## Source passage
Groups propose 0.5% global fee on basic chemicals

Funds would help developing countries manage chemicals and waste

by Cheryl Hogue
September 14, 2020

Photo shows a man wearing a long sleeve-shirt and long pants with a pesticide spray apparatus on his back applying a liquid to soybeans in a field in India.
Credit: Shutterstock
Environmental and health groups are seeking a global levy on the production of chemicals to fund the building and strengthening of chemical and waste management systems in developing countries.

Environmental and health groups are calling for a worldwide 0.5% fee on basic chemicals to help developing countries improve their management of chemicals and waste.

The global chemical industry, not surprisingly, is against the proposal. It was developed by the nonprofit Center for International Environmental Law (CIEL) and the International Pollutants Elimination Network (IPEN), a global coalition of health and environmental organizations.

“As the primary drivers and beneficiaries of the global chemical trade, chemical producers must take greater responsibility for the safe management of their products,” says a report from CIEL and IPEN that lays out their rationale for a levy.

The burdens of managing chemicals, releases, and accidents worldwide “fall disproportionately on the most vulnerable and marginalized populations,” the report says. These burdens “are felt most severely in low- and middle-income countries that have the fewest protections and least resources to manage threats from chemicals.”

The proposed tax on the production value of basic chemicals—such as ammonia, chlorine, 1,3-butadiene, and methanol—would garner some $11.5 billion annually, based on 2018 figures, CIEL and IPEN say. The money collected would go to developing countries to support the creation and strengthening of systems to monitor chemicals and to manage and clean up waste.

## Data listing
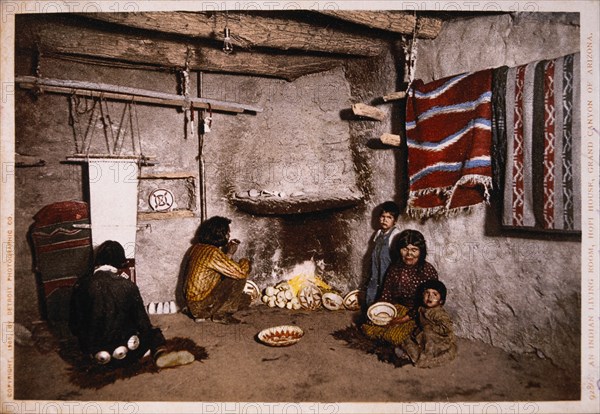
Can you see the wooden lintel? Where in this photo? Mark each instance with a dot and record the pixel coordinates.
(250, 31)
(69, 39)
(367, 111)
(165, 215)
(167, 175)
(402, 22)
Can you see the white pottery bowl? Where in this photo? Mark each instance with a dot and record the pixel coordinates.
(381, 313)
(351, 300)
(252, 290)
(332, 301)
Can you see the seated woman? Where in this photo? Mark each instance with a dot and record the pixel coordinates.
(214, 286)
(403, 278)
(109, 318)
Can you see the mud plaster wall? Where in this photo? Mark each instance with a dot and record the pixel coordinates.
(303, 140)
(521, 294)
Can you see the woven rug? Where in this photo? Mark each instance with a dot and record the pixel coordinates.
(355, 339)
(448, 132)
(86, 374)
(537, 136)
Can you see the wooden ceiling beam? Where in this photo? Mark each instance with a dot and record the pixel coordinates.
(402, 22)
(62, 39)
(250, 31)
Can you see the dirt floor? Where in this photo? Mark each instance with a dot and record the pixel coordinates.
(317, 369)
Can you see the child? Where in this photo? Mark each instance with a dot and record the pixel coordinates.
(380, 257)
(433, 343)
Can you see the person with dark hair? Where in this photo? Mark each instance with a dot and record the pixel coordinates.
(433, 343)
(402, 281)
(109, 318)
(381, 255)
(214, 285)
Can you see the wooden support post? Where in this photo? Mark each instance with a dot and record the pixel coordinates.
(367, 111)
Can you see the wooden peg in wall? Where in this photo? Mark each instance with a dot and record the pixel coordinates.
(367, 111)
(394, 96)
(391, 139)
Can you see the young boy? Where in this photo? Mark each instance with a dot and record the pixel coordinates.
(433, 343)
(380, 257)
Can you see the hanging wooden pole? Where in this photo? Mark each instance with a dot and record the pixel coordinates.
(123, 93)
(202, 171)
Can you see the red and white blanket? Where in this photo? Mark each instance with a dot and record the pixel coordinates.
(448, 131)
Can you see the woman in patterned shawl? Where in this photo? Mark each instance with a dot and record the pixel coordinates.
(403, 278)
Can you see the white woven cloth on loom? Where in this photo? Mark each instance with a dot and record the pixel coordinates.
(113, 201)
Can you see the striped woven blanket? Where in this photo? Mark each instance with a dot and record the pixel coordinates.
(537, 138)
(448, 130)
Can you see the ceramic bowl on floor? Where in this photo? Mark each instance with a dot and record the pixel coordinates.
(310, 297)
(381, 313)
(351, 300)
(252, 289)
(284, 335)
(332, 301)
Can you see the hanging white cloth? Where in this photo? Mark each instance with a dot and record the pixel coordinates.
(113, 201)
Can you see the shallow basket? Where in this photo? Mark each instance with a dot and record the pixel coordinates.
(381, 313)
(284, 335)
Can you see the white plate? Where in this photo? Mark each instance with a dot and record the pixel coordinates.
(252, 289)
(284, 335)
(332, 301)
(310, 297)
(351, 300)
(381, 313)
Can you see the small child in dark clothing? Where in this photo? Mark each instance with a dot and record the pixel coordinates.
(433, 342)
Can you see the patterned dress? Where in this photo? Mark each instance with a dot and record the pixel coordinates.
(400, 288)
(214, 282)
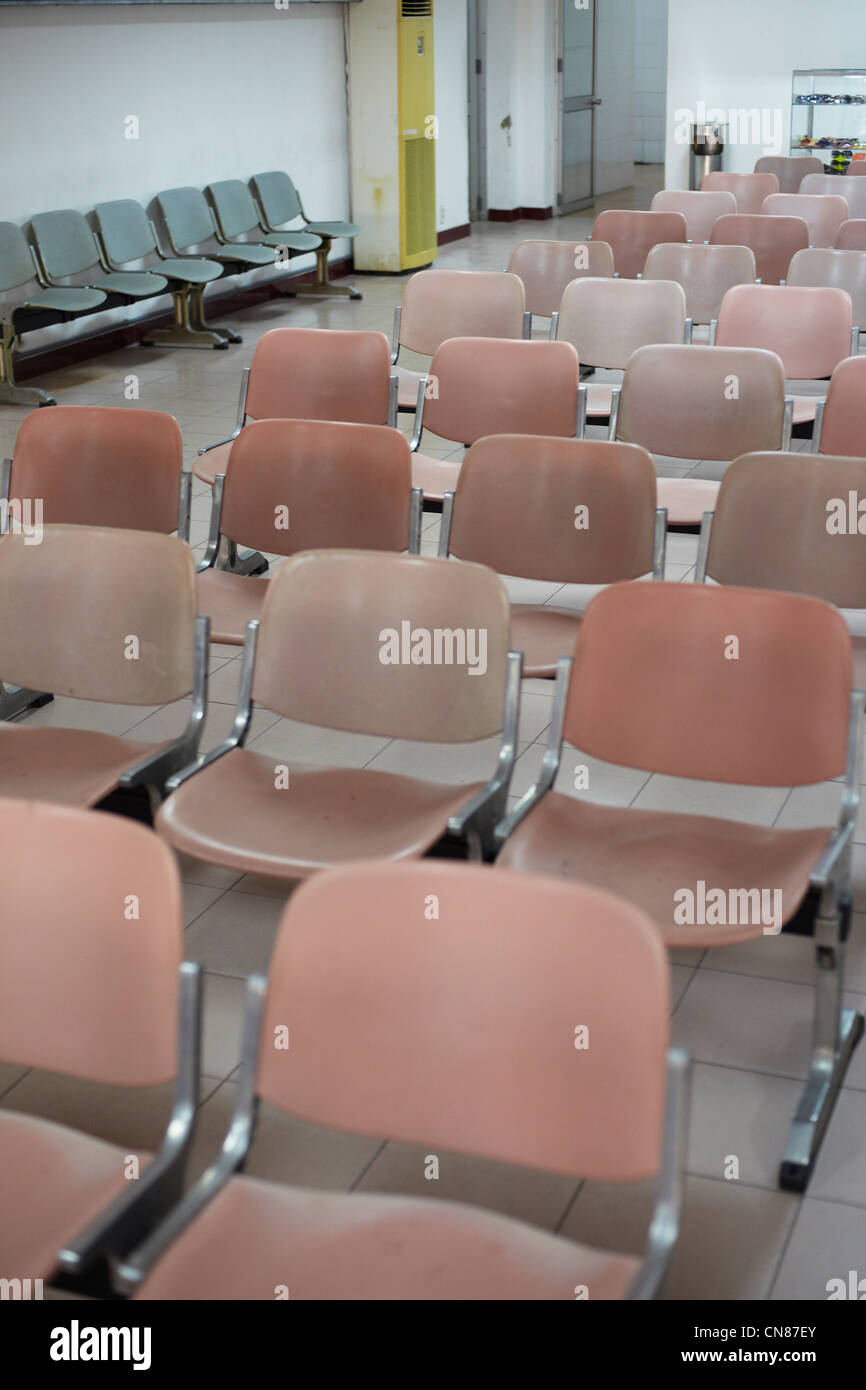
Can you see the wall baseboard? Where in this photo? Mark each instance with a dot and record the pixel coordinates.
(453, 234)
(125, 335)
(517, 214)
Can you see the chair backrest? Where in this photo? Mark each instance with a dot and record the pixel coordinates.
(772, 239)
(15, 262)
(460, 303)
(781, 521)
(705, 273)
(320, 374)
(749, 189)
(234, 206)
(606, 320)
(546, 267)
(823, 213)
(125, 231)
(711, 683)
(576, 510)
(453, 1036)
(186, 216)
(495, 385)
(402, 647)
(854, 192)
(851, 235)
(277, 196)
(630, 234)
(64, 241)
(790, 170)
(819, 267)
(82, 990)
(97, 613)
(809, 328)
(307, 484)
(844, 424)
(100, 466)
(698, 207)
(702, 402)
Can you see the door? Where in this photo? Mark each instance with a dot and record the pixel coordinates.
(577, 103)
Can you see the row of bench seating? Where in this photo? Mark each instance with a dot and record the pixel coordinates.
(72, 267)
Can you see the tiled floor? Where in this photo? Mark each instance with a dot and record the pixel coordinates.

## Tasks to complete
1. Return the passage of the chemical fee article from "by Cheryl Hogue" up to and including "in developing countries.".
2. Resume the article on the proposed global chemical fee from the point where it stops.
The lines above are separate from the article on the proposed chemical fee.

## Per-task answers
1.
by Cheryl Hogue
September 14, 2020

Photo shows a man wearing a long sleeve-shirt and long pants with a pesticide spray apparatus on his back applying a liquid to soybeans in a field in India.
Credit: Shutterstock
Environmental and health groups are seeking a global levy on the production of chemicals to fund the building and strengthening of chemical and waste management systems in developing countries.

2.
Currently, governments and industry contribute less than $150 million per year to help developing countries. That money is collected under a 2006 United Nations agreement called the Strategic Approach to International Chemicals Management (SAICM). The pact, which focuses on manufacturing and use of chemicals in ways that minimizes harm to people and the environment, expires this year. Governments, industry, and environmentalists were planning to expand and extend SAICM at a meeting in October that was postponed to July 2021 because of the COVID-19 pandemic.

CIEL and IPEN are aiming their proposal at those pushing to continue SAICM.

The International Council of Chemical Associations (ICCA), which represents the global chemical industry, has supported SAICM since its inception and backs its extension. ICCA calls dedicated financing for the sound management of chemicals “critical.” But the industry group opposes a universal tax on chemical sales.

“The sound management of chemicals and waste requires effective laws and regulations and consistent implementation and enforcement,” ICCA says in a statement supplied to C&EN. The industry organization says “supports the establishment of fee-based chemical management systems” run by individual national governments.

Under the CIEL and IPEN proposal, each country would impose the levy through its existing tax system. Fees would be based on the volume of chemicals manufactured—rather than sold—to account for transfers without recorded sales within vertically integrated companies. Governments would then contribute the revenue to a global reserve that would distribute the funds, according to the proposal.